Collected data entries:
--------

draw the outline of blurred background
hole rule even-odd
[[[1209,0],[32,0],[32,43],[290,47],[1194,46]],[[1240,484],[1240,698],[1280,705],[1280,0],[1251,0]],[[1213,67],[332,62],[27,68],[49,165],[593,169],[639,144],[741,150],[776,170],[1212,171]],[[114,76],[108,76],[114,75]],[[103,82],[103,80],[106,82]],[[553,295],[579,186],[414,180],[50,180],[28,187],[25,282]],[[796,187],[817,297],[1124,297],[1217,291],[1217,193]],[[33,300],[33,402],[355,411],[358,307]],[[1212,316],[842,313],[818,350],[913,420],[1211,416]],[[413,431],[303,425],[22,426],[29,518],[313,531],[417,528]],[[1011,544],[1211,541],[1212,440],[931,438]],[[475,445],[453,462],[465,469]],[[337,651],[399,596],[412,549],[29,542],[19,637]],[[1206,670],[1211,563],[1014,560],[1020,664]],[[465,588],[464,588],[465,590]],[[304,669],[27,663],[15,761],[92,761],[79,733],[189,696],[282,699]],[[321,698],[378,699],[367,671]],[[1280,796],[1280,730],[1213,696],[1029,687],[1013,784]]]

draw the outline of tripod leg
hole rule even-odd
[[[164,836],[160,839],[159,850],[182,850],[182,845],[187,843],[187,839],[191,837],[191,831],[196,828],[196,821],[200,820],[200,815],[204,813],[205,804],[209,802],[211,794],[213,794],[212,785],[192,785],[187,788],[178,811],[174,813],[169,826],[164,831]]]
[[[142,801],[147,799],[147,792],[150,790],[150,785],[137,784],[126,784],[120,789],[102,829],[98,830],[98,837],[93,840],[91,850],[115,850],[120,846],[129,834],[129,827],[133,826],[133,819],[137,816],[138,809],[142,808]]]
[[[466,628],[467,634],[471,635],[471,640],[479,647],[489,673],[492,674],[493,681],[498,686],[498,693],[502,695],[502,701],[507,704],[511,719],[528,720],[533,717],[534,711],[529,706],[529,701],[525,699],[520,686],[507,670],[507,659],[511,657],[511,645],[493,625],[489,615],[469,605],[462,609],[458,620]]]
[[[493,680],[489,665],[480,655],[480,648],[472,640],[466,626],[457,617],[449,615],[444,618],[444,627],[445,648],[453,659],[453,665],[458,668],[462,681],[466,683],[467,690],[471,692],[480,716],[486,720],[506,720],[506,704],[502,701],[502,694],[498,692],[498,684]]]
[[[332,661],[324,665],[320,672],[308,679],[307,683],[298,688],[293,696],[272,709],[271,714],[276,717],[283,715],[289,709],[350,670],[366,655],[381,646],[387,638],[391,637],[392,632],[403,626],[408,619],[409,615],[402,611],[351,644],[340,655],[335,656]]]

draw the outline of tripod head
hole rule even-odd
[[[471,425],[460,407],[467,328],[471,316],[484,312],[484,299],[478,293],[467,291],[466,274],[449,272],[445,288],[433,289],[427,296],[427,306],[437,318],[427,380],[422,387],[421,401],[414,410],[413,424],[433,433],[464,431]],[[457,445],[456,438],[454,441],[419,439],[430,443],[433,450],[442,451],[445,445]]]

--------

• Problem to work on
Only the lines from the one holding "draw the outline of tripod leg" to the end of the entries above belong in the answer, each copied exactly.

• Solution to the problem
draw the outline of tripod leg
hole rule even-odd
[[[164,836],[160,839],[159,850],[182,850],[182,845],[187,843],[187,839],[191,837],[191,831],[196,828],[196,821],[200,820],[200,815],[204,813],[205,804],[209,802],[211,794],[213,794],[212,785],[192,785],[187,788],[178,811],[174,813],[169,826],[164,831]]]
[[[142,801],[147,799],[147,792],[150,790],[150,785],[137,784],[126,784],[120,789],[102,829],[98,830],[98,837],[93,840],[91,850],[115,850],[120,846],[129,834],[129,827],[133,826],[133,819],[137,816],[138,809],[142,808]]]
[[[466,628],[467,634],[471,635],[471,640],[479,647],[489,673],[492,674],[493,681],[498,686],[498,693],[502,695],[502,701],[507,704],[511,719],[528,720],[533,717],[534,711],[529,706],[529,701],[525,699],[520,686],[507,670],[507,659],[511,657],[511,645],[493,625],[489,615],[469,605],[462,609],[458,620]]]
[[[493,680],[489,665],[480,655],[480,648],[472,640],[466,626],[457,617],[449,615],[444,618],[444,627],[445,648],[453,659],[453,665],[458,668],[462,681],[466,683],[467,690],[471,692],[480,716],[486,720],[506,720],[506,704],[502,701],[502,694],[498,692],[498,684]]]
[[[332,661],[324,665],[320,672],[308,679],[307,683],[298,688],[293,696],[272,709],[271,714],[276,717],[283,715],[289,709],[350,670],[366,655],[381,646],[387,638],[391,637],[392,632],[403,626],[408,619],[409,615],[402,611],[351,644],[340,655],[335,656]]]

draw the outline of tripod head
hole rule even-odd
[[[471,425],[460,407],[467,328],[471,316],[484,312],[484,299],[478,293],[467,291],[466,274],[449,272],[445,288],[433,289],[427,296],[427,306],[437,318],[427,380],[422,387],[421,401],[414,410],[413,424],[433,433],[464,431]],[[457,445],[456,438],[454,441],[419,439],[430,443],[433,450],[442,451],[445,445]]]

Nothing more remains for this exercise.